Task requirements — Below are some entries; can you quote all of them exactly?

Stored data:
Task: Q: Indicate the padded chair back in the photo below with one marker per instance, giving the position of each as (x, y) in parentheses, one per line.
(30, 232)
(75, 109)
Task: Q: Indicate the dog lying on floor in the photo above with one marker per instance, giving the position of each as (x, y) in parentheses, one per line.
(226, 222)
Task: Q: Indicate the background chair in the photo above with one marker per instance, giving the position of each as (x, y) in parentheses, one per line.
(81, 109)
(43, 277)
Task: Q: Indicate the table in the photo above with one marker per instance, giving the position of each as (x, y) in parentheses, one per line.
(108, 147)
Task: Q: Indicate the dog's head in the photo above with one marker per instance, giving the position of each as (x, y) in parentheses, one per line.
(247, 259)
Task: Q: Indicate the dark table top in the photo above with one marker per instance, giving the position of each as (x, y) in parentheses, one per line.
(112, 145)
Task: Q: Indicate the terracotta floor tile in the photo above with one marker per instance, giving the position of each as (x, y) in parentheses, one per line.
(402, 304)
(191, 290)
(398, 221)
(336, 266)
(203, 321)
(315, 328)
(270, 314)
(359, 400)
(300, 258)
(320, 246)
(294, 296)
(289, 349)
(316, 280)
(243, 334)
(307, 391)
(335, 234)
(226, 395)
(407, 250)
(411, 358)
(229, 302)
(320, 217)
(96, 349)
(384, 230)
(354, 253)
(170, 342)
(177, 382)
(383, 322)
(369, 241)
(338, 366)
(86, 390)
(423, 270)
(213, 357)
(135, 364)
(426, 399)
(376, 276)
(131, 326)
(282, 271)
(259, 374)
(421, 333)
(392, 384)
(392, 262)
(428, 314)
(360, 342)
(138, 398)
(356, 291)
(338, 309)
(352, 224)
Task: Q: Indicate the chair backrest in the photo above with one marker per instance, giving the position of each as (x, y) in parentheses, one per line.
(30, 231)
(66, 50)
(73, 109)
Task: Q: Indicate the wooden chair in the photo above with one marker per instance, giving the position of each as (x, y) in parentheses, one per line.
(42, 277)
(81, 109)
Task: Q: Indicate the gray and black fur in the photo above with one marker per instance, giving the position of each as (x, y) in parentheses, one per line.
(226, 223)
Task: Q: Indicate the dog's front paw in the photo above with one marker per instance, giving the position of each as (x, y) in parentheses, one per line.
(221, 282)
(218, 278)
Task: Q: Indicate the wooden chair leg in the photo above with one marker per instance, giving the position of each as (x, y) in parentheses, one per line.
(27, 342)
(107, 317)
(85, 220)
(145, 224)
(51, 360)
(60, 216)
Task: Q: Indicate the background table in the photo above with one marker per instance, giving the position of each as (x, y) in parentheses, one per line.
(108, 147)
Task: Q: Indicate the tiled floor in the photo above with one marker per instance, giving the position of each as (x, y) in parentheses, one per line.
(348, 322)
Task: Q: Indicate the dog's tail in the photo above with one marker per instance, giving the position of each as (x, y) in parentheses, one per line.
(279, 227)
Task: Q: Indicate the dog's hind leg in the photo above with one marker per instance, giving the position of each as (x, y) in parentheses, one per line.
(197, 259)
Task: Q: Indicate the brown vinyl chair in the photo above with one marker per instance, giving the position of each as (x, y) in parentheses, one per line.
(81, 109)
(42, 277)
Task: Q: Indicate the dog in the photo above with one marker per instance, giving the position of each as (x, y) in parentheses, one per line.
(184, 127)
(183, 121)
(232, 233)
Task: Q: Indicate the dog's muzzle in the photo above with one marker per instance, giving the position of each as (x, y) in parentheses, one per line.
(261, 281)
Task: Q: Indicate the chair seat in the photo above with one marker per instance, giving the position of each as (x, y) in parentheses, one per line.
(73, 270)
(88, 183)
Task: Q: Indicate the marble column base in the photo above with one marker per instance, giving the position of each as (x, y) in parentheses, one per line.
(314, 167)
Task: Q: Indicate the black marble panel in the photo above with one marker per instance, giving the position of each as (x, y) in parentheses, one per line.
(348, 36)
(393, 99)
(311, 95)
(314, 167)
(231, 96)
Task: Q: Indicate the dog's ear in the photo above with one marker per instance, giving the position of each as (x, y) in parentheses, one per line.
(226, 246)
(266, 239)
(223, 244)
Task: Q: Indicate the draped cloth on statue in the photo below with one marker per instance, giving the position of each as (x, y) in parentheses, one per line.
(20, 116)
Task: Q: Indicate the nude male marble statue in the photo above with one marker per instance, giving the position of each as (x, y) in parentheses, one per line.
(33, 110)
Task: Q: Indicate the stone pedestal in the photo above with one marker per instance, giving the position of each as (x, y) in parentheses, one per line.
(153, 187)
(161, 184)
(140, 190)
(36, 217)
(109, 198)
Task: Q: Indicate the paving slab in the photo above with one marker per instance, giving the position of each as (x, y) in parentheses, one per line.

Solution to the exercise —
Task: Q: Indicate the padded chair back in the photo below with one marker per instance, giving the position of each as (x, y) in parentheses, one per line.
(30, 232)
(75, 109)
Task: Q: Indicate the dog lying on floor in the photo above with one marker per instance, giving the position of each as (x, y) in parentheses, one per line.
(226, 222)
Task: Q: Indicate the background chair in the photo above with one marker per instance, giving the position of each as (x, y) in parentheses, one per line.
(81, 109)
(43, 277)
Task: Q: Indicate the table in the photo above with one marker per instance, giving the position of each as (x, y) in parentheses, one per line.
(108, 147)
Task: Q: Indicate the dog's head in the photo above with one marker per instance, giving the position of each as (x, y) in parentheses, one per line.
(247, 259)
Task: Q: Indicate the dark table top in the photo above with one marker per instance, giving the position of each as (x, y) in parentheses, one per line.
(112, 145)
Task: Q: Indicate the terracotta floor tile in the photo above with one marker per instance, giving the position of each as (x, y) in parentheses, one per line.
(402, 304)
(191, 290)
(398, 221)
(336, 266)
(203, 321)
(315, 328)
(270, 314)
(359, 400)
(300, 258)
(320, 246)
(294, 296)
(289, 349)
(316, 280)
(243, 334)
(307, 391)
(335, 234)
(226, 395)
(407, 250)
(411, 358)
(229, 302)
(320, 217)
(96, 349)
(384, 230)
(354, 253)
(170, 342)
(177, 382)
(383, 322)
(369, 241)
(338, 366)
(86, 390)
(423, 270)
(213, 357)
(135, 364)
(426, 399)
(376, 276)
(131, 326)
(282, 271)
(259, 374)
(421, 333)
(392, 384)
(392, 262)
(428, 314)
(360, 342)
(138, 398)
(356, 291)
(338, 309)
(352, 224)
Task: Q: Indicate the chair backrest in the photo above with one marker per instance, giving the position of each as (x, y) in parentheses, one per line.
(30, 231)
(66, 50)
(73, 109)
Task: Q: Indicate the wooden chair in the photo above with one marker per instance, giving the position of each as (x, y) in parentheses, one per line.
(42, 277)
(81, 109)
Task: Q: Indicate the gray and black fur in the photo above with one marker per instance, giving the position of each as (x, y) in parentheses, one per line.
(226, 223)
Task: Q: Indicate the dog's front paw in the photo above with one marker per instance, giving the position of each as (x, y) in parentheses, one per line.
(221, 282)
(218, 278)
Task: Q: Indicate the wooden chair leg in the photo above with one marker per instance, giving the position of each as (x, y) in parentheses, one per line.
(27, 342)
(107, 317)
(85, 220)
(145, 224)
(51, 360)
(60, 216)
Task: Q: Indicate the background table in the photo above with one marker per instance, giving the position of each as (x, y) in parentheses, one per line.
(108, 147)
Task: Q: Indicate the tiled floor in the photo above with one marker per instance, giving the position of each as (x, y) in parentheses, one per line.
(348, 322)
Task: Q: Indicate the dog's tail in the photo above with one marker per instance, giving the position of each as (x, y) in parentheses, one per line.
(279, 227)
Task: Q: Indicate the dog's hind leg in the photo above with one marker per instance, giving the position of each as (x, y) in parentheses, one per line.
(197, 259)
Task: Q: Indicate the brown vinyl chair in the photo above with one marker per instance, giving the position of each as (x, y) in parentheses, one per line.
(81, 109)
(42, 277)
Task: Q: Indicate the dog in the photo above with one marker per instance, giving the position of each as (x, y) in parentheses, one per line.
(184, 127)
(183, 121)
(232, 233)
Task: Q: Indicate the dog's muzzle in the photo above with one marker per instance, giving the position of each as (x, y) in parentheses, one per line.
(261, 281)
Task: Q: Indicate the chair seat in the photo above with one marker per instance, giving the position of each as (x, y) in parentheses, one per line.
(73, 270)
(88, 183)
Task: Q: Indicate the marble column base in the photo above with one marker per instance, giving the position of each as (x, y) in parentheses, one per line.
(314, 167)
Task: Q: Indicate the black marble panel in the photo above with one marker per instance, giving the position of each as (x, y) in parentheses, one per line.
(348, 36)
(393, 99)
(311, 95)
(314, 167)
(231, 96)
Task: Q: Indicate the dog's ear in the photo above with one marker per instance, giving the position of each as (x, y) in parentheses, one per line.
(226, 246)
(266, 239)
(223, 244)
Task: Q: Indicate the draped cloth on statue in the photo below with one marker per instance, giving the position of each as (x, y) in parentheses, one per line.
(20, 116)
Task: Q: Indicate the nude male marble statue in the photo above with one marker per instance, giving the position of each as (x, y) in parentheses, one per line.
(33, 110)
Task: Q: Indicate the stone pedestal in the photo above with one marker per instance, giving the position of each as (x, y) in parentheses, one per line.
(153, 187)
(161, 184)
(140, 190)
(36, 217)
(109, 198)
Task: Q: Indicate the paving slab in the photo above with one marker per instance, giving the position of each as (x, y) in parentheses, one per line.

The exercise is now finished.